Changing eye color
Humans’ natural eye color is determined by genetic factors and is not identifiable immediately after childbirth. Eye color comes from pigments such as melanin. This is produced by cells called melanocytes which are located in the base layer of the skin and hair follicle glands. Darker-skinned people such as Latinos or Africans produce melanin in the iris before birth to better protect children from UV light from the outset – a development resulting from evolution.
At our latitude, babies generally only begin to produce melanin in the first months following their birth. The melanocytes then push the melanin into the iris. Immediately after birth, therefore, almost all newborns have blue eyes (i.e. with little pigmentation). The production of significantly more pigment results in green eyes, and large amounts of pigment mean brown eyes.
Since newborns therefore have very little pigment, they are also very susceptible to being dazzled. Children generally reach their final eye color by their first birthday. Pigment production in the eyes cannot be influenced by factors such as a special diet, as it is determined by the parents’ genes. There are two traits which can affect this, one dominant and one recessive.
Eye color can also be altered in old age by medication or illness. Changes in eye color, differently pigmented eyes, different pupil colors (e.g. dark combined with whitish grey), or different pupil sizes should be shown to an ophthalmologist. These are all indicators of diseases which can go hand in hand with extremely undesirable developments, as is certainly well-known in the case of a squint.

◆ What the exercise asks
Return the part of the text about eye color that begins at the words "Changing eye color" and stops after the words "resulting from evolution.", copied word for word. Rely only on the text about eye color.

[Collection entries]
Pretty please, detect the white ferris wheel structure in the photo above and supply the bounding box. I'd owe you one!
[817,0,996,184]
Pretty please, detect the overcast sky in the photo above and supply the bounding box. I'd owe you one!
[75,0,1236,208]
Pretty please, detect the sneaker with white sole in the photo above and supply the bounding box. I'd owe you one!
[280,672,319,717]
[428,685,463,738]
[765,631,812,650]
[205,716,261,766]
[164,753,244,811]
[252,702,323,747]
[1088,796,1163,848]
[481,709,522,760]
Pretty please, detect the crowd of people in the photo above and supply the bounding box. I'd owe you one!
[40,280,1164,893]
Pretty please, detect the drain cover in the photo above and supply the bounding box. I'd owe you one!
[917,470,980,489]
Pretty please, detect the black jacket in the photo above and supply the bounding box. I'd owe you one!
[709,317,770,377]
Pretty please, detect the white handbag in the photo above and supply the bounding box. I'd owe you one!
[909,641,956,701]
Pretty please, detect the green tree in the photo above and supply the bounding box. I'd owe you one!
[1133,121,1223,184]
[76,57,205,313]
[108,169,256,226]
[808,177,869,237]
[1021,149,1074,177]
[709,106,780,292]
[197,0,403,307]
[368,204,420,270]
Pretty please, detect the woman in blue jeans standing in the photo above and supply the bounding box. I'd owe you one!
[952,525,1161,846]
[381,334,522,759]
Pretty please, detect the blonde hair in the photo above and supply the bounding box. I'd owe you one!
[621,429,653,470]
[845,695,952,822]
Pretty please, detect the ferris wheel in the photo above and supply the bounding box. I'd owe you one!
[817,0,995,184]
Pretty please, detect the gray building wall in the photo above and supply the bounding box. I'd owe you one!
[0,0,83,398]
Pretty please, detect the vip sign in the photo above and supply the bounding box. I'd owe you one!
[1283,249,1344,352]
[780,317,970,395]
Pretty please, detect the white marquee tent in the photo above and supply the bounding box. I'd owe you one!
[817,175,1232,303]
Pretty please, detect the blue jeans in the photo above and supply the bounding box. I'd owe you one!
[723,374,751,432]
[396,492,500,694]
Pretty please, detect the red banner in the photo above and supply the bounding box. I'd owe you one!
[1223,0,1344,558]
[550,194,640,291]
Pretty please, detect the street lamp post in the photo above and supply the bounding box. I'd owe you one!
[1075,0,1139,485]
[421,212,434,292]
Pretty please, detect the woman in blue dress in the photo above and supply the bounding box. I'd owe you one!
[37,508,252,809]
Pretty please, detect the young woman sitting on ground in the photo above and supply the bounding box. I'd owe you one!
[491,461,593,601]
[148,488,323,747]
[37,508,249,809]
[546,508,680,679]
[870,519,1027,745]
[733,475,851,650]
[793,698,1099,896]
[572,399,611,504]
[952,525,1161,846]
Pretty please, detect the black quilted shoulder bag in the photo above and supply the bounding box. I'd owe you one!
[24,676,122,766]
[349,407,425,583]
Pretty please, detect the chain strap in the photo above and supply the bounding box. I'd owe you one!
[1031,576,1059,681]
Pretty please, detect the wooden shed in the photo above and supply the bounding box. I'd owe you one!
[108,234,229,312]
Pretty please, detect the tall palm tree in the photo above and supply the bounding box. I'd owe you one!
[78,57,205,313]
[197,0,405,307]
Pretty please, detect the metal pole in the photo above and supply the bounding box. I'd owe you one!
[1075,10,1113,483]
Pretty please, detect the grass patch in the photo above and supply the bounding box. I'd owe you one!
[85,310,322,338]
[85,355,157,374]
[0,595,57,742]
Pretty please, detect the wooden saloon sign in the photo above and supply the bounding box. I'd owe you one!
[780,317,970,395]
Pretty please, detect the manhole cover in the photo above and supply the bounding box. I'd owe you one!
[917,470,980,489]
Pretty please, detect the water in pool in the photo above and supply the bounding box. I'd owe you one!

◆ Task output
Changing eye color
Humans’ natural eye color is determined by genetic factors and is not identifiable immediately after childbirth. Eye color comes from pigments such as melanin. This is produced by cells called melanocytes which are located in the base layer of the skin and hair follicle glands. Darker-skinned people such as Latinos or Africans produce melanin in the iris before birth to better protect children from UV light from the outset – a development resulting from evolution.